**Text block**
Now, is taking “Health Informatics in the Cloud” from our very own Mark Braunstein going to be as effective online as in the classroom? We’ll know in a few months. And I expect it will always be better to be one of forty people in a room with Mark Braunstein than to be one of 10,000 MOOC participants.
I expect that being one of those 10,000 MOOC participants will still be a very effective learning experience. It will probably be more effective than taking a course with the same title from a $50/hour adjunct professor at a second- or third-tier university. And it will definitely be more effective than being stuck with the course catalog of your local community college that doesn’t offer an equivalent course at all.
And that changes the world.
De Millo points out that the U.S. went through a huge period of experimentation with the number, size, and types of universities in the period between the Civil War and World War I. We created literally hundreds of universities from raw dirt… sometimes, lots of raw dirt (see the history of land grant universities). (Georgia Tech was founded in the middle of this period.) And then we stopped.
We didn’t stop sending kids to college, of course. We sent more and more and more. The “hockey stick” below is amazing. But we stopped innovating in what a college or university should look like: Big lecture halls for freshmen, smaller classrooms for upper-level courses, a four-year race to a bachelor’s degree, then another more leisurely pursuit of a graduate degree, all overseen absentmindedly by the “sage on the stage” with a blackboard and a piece of chalk. (An iPad with an LCD projector is nothing more than a high-tech blackboard.)

**Given task 1**
Set out every line of the records as a numbered list, skipping blank lines and leaving the pictures out.

**Dataset records**
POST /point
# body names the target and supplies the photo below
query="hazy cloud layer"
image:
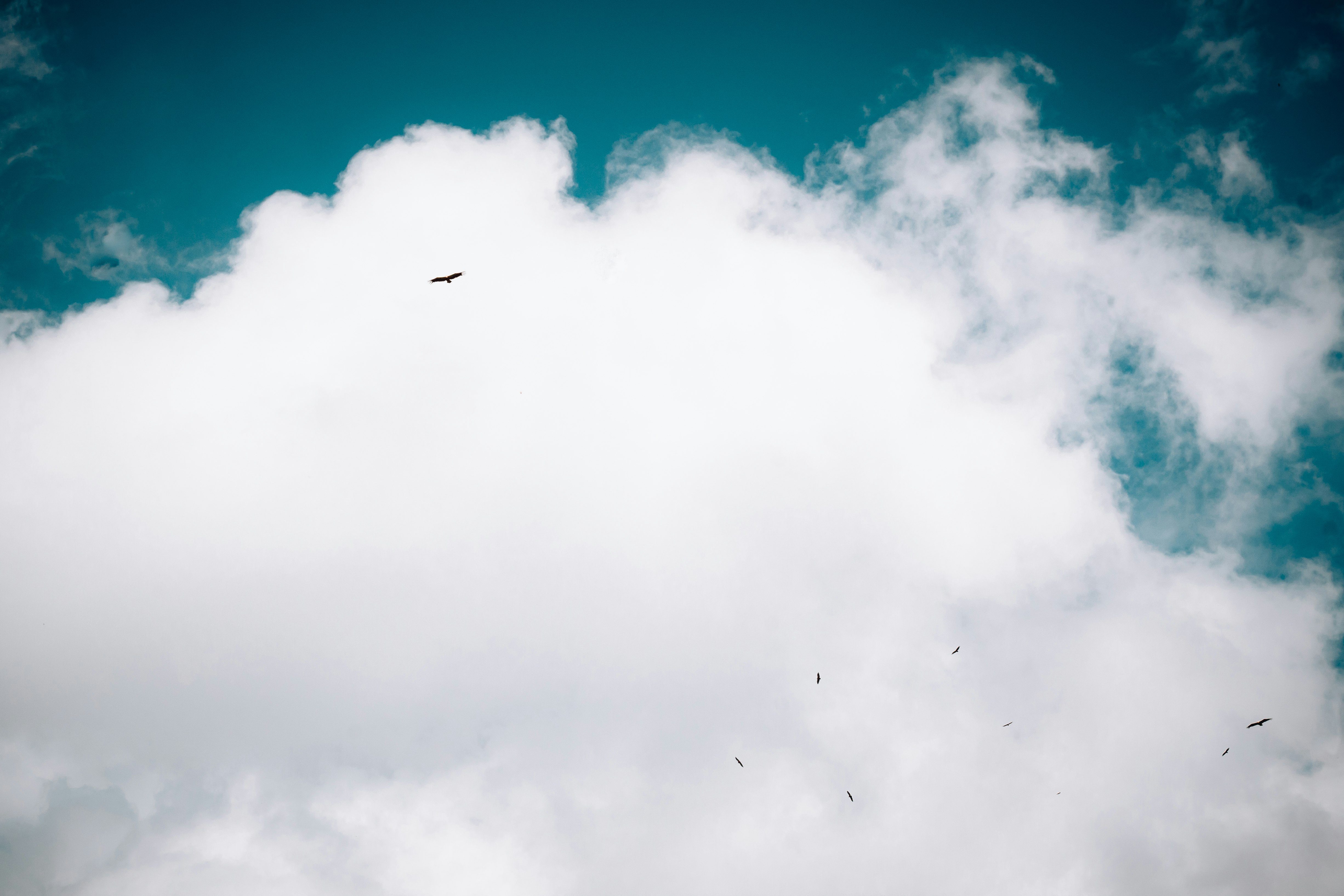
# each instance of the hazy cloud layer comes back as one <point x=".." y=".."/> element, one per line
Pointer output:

**Given task 2**
Carry on the piece about online courses and the history of American universities, starting right after its final sentence.

**Task output 1**
1. POST /point
2. # body names the target and supplies the photo below
3. query="hazy cloud layer"
4. image:
5. # each instance of the hazy cloud layer comes back as one <point x=".." y=".."/> element, one per line
6. Pointer output:

**Task output 2**
By any measurement — enrollment, debt, opportunity cost, public confidence in the value of a degree — higher education has been on an unsustainable path for at least 40 years. And now, higher ed looks like the next wheezing obsolescent industry to be utterly transformed by the Internet.
Suddenly, traditional universities are not the only game in town. We saw the first rumblings with the popularity of DeVry, Strayer, and the University of Phoenix. But those for-profit entities, while making portions of their content available online, still have campuses… and still charge tens of thousands of dollars for a degree.
Now, with MOOCs, a university-level education is available for free. Often taught by the very best professors in the world. And, to misquote Mark Twain, the difference between the best professor and a mediocre professor is like the difference between the lightning and a lightning bug.
With everyone in the English-speaking world able to put content online (check out the completely unaccredited Khan Academy), it’s going to be a crowded market. In a crowded market, you need a compelling product or a compelling price or a great brand. Most universities have none of the above. (Georgia Tech is lucky — I’d argue that we have all three. But what about East Wherever State U.?)
A lot of universities are going to go out of business. And they should.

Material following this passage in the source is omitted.